Please format the records as a numbered list without blank lines, starting at the line that contains "Mark every instance of the tree in" and ending at the last line of the records, both included.

MATERIAL:
§
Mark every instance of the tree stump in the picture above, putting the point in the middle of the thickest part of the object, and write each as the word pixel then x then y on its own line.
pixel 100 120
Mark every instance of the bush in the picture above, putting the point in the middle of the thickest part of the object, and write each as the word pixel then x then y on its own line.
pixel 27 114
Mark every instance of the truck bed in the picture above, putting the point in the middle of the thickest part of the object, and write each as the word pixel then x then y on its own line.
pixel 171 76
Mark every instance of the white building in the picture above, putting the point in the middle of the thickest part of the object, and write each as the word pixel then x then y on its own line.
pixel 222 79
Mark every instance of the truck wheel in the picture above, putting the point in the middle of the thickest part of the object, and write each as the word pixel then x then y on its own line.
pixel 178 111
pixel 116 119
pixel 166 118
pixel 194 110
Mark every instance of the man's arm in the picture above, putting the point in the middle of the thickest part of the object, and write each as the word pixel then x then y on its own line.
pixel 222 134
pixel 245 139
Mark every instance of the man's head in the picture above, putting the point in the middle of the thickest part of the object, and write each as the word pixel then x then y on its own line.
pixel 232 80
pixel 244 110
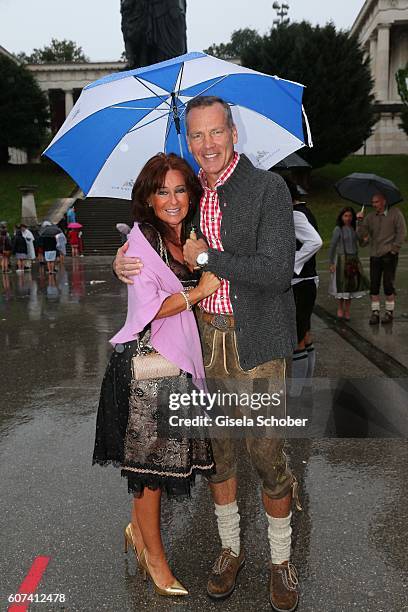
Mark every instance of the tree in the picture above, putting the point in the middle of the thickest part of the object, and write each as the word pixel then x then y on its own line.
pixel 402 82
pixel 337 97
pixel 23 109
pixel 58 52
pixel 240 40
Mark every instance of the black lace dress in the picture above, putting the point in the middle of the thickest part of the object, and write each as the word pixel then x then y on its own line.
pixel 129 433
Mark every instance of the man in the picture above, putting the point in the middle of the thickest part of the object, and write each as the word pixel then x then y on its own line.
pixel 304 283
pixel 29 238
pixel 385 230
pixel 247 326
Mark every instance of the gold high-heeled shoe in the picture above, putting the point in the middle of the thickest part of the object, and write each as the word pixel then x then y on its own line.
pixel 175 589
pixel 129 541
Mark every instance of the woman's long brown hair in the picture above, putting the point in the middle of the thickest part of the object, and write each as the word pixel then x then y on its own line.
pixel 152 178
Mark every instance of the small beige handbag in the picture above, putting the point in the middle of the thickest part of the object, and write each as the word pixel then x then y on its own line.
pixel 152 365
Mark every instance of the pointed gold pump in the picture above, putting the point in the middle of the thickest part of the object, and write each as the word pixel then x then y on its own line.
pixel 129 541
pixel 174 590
§
RESULT:
1. Mark every instance of the tree in the picture above, putting the point in the middle of the thickest part of the object, and write each as the word pixel then x then y on its own line.
2. pixel 402 82
3. pixel 337 97
4. pixel 23 109
5. pixel 58 52
6. pixel 240 40
7. Mark every instance of the black lace dress in the picture above, putting the point in the middle of the thickest part of the object, and write each as the word pixel then x then y on its own line.
8. pixel 129 433
9. Mark every instance of the man in the picture above, putting the point in the middle of the thickest part of the object, and write each as the word pixel then x then y on its own line.
10. pixel 304 283
11. pixel 29 238
12. pixel 385 230
13. pixel 247 326
14. Mark every instance of the gold high-heeled shoe in the picture above, putting the point in the middle of the thickest part of the object, and write each as the word pixel then x then y on its own line.
15. pixel 175 589
16. pixel 129 541
17. Mark every instance of the woman's long brown hair in the picture above, putting the point in the middle of the thickest part of the object, and write each as the word pixel then x then y on its own line.
18. pixel 152 178
19. Mark every instance of the small beige handbag in the picture above, putting the point in the middle of the thickest part of the object, and write each as the word pixel then x then y on its own line.
20. pixel 152 365
21. Mark every instance of the pointed gold pump in the picture above, putting the point in the middle of the thickest part of the object, and write each as the word pixel then x then y on its own line.
22. pixel 129 541
23. pixel 174 590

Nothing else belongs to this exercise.